** Set task 1 **
Answer these questions using the text on paying cash versus financing, one answer per line:
(a) What was the boat's urgent sale price, and what was it resold for?
(b) What monthly payment does the text give for 100% financing of a 500,000 rental property at 5% over 30 years?
(c) What yearly rate does the text say appreciation normally averages?

** Quoted text **
Here is my take on money. Cash is extremely flexible, buildings are not.

As a couple of examples in the past I have had an opportunity to invest in a pre construction condo and to purchase a 36ft cabin cruiser. The condo was a $100,000 investment with a pay back in 12 months of 150,000. The boat was in the middle of the winter, urgent sale price of 30,000, resold in 3 months for 53,000. These were possible due to the immediate availability of cash.
Without the cash the opportunity would have been lost.

If we look at the options of financing or cash purchase of a 500,000 rental property, assuming 100% financing at 5% over 30 years your monthly payments are 2,700 including principal.
32,000 paid annually by tenants with a tax deduction for the owner on the interest portion.
Assuming you had 500,000 cash one could easily earn a return of 10% up to 20% or more on investments such as 2nd mortgages, cash collateral loans etc.
This would earn a income annually of $50,000 to $100,000 per year. This is far better than the $32,000 you would earn extra by paying cash for a 500,000 property.

You would still earn the same appreciation on the property and the extra from rent increases.

If we assume we allow the tenants to pay down the mortgage over 30 years at the end you have the $500,000 value of the mortgage pay down, your original $500,000 which you did not put in the property and the income from the 500,000 invested else where at say 10% equalling another 1,500,000 for a total of 2,500,000. Plus of course the appreciation on the property.

IF you refinanced and pulled out the principal pay down and any appreciation every 5 years your investment income would increase farther but at time of sale you would see little to no appreciation return. Since this normally averages 3% per year pulling and investing at 10%+ is again a better idea than waiting 30 years.

** Data section **
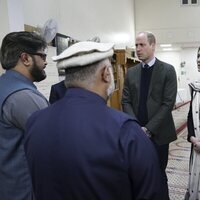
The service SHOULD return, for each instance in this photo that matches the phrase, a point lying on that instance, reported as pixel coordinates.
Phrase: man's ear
(105, 74)
(25, 59)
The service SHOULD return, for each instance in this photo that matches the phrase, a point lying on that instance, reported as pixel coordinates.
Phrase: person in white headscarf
(193, 124)
(81, 149)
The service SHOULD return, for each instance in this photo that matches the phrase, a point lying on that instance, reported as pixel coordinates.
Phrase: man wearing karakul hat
(79, 148)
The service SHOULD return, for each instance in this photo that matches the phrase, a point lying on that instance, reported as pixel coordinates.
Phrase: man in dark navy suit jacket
(81, 149)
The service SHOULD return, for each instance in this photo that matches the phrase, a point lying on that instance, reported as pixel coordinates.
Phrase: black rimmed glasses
(42, 55)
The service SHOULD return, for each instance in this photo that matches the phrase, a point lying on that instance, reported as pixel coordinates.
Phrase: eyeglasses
(42, 55)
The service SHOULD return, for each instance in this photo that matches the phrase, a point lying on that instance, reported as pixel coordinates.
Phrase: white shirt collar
(151, 63)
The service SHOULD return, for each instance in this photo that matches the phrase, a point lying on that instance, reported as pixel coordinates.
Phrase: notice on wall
(52, 74)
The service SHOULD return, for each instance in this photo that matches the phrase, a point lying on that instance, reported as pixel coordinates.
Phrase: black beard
(37, 73)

** Set task 2 **
Count the lines of the records that contain the word "black", treating case as significant, and give only the number.

** Exercise result 1 **
(a) It sold for 30,000 and was resold in 3 months for 53,000.
(b) 2,700, including principal.
(c) 3% per year.

** Exercise result 2 **
2